Problem requirements:
Retype the entries below verbatim, starting at the line with "</instance>" and ending with the line with "positive clicks: (471, 312) (352, 263)", both lines included.

• • • •

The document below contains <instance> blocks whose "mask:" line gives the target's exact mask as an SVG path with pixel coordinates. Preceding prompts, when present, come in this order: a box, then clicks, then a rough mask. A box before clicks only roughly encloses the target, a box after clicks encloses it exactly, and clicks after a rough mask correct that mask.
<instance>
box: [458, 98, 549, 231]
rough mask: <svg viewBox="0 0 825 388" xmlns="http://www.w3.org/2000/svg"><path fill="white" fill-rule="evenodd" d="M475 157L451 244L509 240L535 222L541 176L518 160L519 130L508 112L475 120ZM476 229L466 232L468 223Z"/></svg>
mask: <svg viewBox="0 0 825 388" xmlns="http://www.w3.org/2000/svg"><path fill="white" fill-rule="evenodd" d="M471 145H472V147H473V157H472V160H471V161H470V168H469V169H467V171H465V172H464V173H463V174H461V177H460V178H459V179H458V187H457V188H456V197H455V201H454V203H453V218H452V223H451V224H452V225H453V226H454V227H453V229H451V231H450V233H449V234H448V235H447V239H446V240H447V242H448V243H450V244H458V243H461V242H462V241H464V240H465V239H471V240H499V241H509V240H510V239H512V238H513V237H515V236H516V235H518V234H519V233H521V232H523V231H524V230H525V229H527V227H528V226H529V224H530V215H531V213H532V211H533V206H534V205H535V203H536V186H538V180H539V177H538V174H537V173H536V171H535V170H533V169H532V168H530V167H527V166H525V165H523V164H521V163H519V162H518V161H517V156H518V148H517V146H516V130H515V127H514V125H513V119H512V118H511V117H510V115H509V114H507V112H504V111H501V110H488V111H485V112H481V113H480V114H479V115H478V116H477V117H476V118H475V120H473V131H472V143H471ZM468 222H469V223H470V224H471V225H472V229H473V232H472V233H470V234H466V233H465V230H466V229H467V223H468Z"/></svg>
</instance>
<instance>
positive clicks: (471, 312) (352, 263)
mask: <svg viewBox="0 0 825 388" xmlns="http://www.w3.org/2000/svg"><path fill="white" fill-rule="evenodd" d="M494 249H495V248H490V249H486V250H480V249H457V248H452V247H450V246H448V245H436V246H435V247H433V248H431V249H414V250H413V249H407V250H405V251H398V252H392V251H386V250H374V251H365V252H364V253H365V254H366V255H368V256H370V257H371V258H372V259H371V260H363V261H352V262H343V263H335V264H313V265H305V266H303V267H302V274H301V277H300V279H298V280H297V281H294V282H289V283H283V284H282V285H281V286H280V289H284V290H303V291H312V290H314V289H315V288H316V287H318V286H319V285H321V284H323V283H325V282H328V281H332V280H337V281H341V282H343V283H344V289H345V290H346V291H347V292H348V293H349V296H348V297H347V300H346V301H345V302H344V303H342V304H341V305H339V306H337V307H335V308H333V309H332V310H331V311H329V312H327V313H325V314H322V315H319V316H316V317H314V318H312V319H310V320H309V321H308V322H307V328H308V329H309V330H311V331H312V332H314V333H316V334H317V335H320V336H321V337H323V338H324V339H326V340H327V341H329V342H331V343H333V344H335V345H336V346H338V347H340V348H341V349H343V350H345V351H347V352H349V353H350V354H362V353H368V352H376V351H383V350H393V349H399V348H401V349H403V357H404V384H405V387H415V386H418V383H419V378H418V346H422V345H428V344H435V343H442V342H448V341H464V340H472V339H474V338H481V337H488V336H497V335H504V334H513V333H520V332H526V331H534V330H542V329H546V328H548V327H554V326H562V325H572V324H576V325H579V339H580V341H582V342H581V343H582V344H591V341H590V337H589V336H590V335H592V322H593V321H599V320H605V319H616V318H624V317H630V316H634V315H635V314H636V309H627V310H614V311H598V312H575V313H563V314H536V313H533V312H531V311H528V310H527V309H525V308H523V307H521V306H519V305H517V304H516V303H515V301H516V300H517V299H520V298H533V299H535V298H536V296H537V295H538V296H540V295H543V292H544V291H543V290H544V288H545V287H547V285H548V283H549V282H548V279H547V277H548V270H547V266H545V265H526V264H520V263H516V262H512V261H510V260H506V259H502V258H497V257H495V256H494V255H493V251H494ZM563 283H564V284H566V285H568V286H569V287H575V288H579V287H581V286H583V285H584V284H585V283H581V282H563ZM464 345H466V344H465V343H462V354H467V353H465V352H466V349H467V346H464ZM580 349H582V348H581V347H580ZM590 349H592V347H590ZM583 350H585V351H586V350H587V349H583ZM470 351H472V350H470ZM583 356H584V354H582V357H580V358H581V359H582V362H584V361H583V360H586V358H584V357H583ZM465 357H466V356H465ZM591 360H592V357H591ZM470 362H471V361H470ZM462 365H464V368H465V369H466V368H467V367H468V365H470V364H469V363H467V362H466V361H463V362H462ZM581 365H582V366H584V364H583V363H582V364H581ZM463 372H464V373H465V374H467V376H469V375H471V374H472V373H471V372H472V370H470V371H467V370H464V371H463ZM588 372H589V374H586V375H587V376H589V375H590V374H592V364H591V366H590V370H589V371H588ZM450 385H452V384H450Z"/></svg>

• • • •

Response to this task:
</instance>
<instance>
positive clicks: (471, 312) (352, 263)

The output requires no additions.